** start **
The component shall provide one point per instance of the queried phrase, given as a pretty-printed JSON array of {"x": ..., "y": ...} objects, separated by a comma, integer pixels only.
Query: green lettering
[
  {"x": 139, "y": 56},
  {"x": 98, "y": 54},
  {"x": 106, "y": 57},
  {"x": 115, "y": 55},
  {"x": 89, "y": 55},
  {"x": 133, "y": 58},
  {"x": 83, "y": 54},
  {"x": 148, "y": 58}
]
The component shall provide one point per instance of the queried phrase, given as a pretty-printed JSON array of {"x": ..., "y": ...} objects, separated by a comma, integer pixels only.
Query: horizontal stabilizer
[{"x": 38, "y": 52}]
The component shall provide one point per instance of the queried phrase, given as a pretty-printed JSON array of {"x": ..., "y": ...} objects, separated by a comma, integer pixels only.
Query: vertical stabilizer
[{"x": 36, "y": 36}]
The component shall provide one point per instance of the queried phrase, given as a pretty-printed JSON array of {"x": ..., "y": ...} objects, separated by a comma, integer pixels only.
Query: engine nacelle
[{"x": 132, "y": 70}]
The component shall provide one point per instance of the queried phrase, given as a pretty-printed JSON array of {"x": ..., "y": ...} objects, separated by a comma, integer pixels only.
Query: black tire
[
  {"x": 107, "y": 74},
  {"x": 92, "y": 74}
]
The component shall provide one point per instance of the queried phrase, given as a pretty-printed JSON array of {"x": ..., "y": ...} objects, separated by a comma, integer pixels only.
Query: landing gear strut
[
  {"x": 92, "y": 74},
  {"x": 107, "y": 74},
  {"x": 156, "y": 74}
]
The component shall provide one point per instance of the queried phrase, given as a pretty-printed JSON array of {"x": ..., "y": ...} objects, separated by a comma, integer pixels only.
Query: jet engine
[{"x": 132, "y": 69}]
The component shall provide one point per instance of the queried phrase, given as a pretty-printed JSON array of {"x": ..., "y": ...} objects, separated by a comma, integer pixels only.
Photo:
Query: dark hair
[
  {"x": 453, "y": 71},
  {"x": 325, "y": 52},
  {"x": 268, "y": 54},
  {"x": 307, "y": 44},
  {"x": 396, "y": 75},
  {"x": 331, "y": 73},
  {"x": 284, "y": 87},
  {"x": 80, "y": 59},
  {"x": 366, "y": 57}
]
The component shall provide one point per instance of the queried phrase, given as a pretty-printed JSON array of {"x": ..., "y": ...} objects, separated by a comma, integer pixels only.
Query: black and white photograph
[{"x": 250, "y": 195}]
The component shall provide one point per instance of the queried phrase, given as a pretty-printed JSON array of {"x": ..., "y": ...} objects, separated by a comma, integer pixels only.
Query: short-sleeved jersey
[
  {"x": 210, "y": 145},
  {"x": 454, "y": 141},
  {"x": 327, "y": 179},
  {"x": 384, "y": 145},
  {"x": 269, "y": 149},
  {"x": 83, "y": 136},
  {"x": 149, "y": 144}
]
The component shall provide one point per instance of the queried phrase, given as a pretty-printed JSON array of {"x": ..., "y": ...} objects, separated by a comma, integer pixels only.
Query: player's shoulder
** end **
• _JOB_:
Reproduce each line of the material above precisely.

• _WRITTEN SOLUTION_:
The component shall provide one point per instance of the queried phrase, given as a pretty-printed JSON array of {"x": ..., "y": ...} objects, separated by a comma, integer pixels only.
Query: green lettering
[
  {"x": 139, "y": 56},
  {"x": 98, "y": 54},
  {"x": 106, "y": 57},
  {"x": 115, "y": 55},
  {"x": 89, "y": 55},
  {"x": 133, "y": 58},
  {"x": 83, "y": 54},
  {"x": 148, "y": 58}
]
The component shall provide one point per instance of the queried phrase, given as a pretty-printed JSON array of {"x": ..., "y": ...} objects, separated by a comma, integer pixels only.
Query: horizontal stabilizer
[{"x": 38, "y": 52}]
The component shall provide one point per instance of the queried phrase, given as a pretty-printed JSON array of {"x": ..., "y": ...} objects, separated by a comma, integer pixels only.
Query: vertical stabilizer
[{"x": 36, "y": 36}]
The component shall provide one point per instance of the queried phrase, given as a pretty-printed JSON array of {"x": ..., "y": ...} objects, separated by a comma, integer pixels only.
Query: engine nacelle
[{"x": 132, "y": 70}]
The component shall provide one point per instance of the queried phrase, given as a pretty-printed JSON array of {"x": ..., "y": ...} objects, separated by a comma, integer pixels only.
Query: black tire
[
  {"x": 107, "y": 74},
  {"x": 92, "y": 74}
]
The component shall provide one point per instance of the queried phrase, given as a pretty-printed JSON array of {"x": ..., "y": ...} objects, separated by a comma, integer pixels only.
Query: landing gear strut
[
  {"x": 92, "y": 74},
  {"x": 107, "y": 74},
  {"x": 156, "y": 74}
]
The component shall provide one point per instance of the queried phrase, given as a pretty-printed JSON array of {"x": ..., "y": ...} objects, separated by a comma, integer pixels only.
Query: jet engine
[{"x": 132, "y": 69}]
The component shall provide one point per instance of the queried phrase, given as a pretty-printed JSON array of {"x": ..., "y": ...} objects, separated by a comma, integer pixels only.
Photo:
Query: dark hair
[
  {"x": 453, "y": 71},
  {"x": 325, "y": 52},
  {"x": 268, "y": 54},
  {"x": 307, "y": 44},
  {"x": 396, "y": 75},
  {"x": 331, "y": 73},
  {"x": 284, "y": 87},
  {"x": 80, "y": 59},
  {"x": 366, "y": 57}
]
The component shall provide one point per instance of the queried phrase, given as a pretty-printed JSON array of {"x": ..., "y": ...} objects, separated by a comma, integer pixels only.
Query: black and white photograph
[{"x": 250, "y": 195}]
The component shall provide one point per instance of the queried phrase, given as a pretty-printed JSON array of {"x": ..., "y": ...} objects, separated by a comma, integer pixels only.
Query: short-sleeved jersey
[
  {"x": 210, "y": 145},
  {"x": 454, "y": 141},
  {"x": 327, "y": 179},
  {"x": 384, "y": 145},
  {"x": 269, "y": 149},
  {"x": 83, "y": 136},
  {"x": 149, "y": 144}
]
The component shall provide one point per instance of the queried phrase, given as a pretty-printed JSON array of {"x": ..., "y": ...} objects, separated by a comma, integer pixels only.
Query: player's shoulder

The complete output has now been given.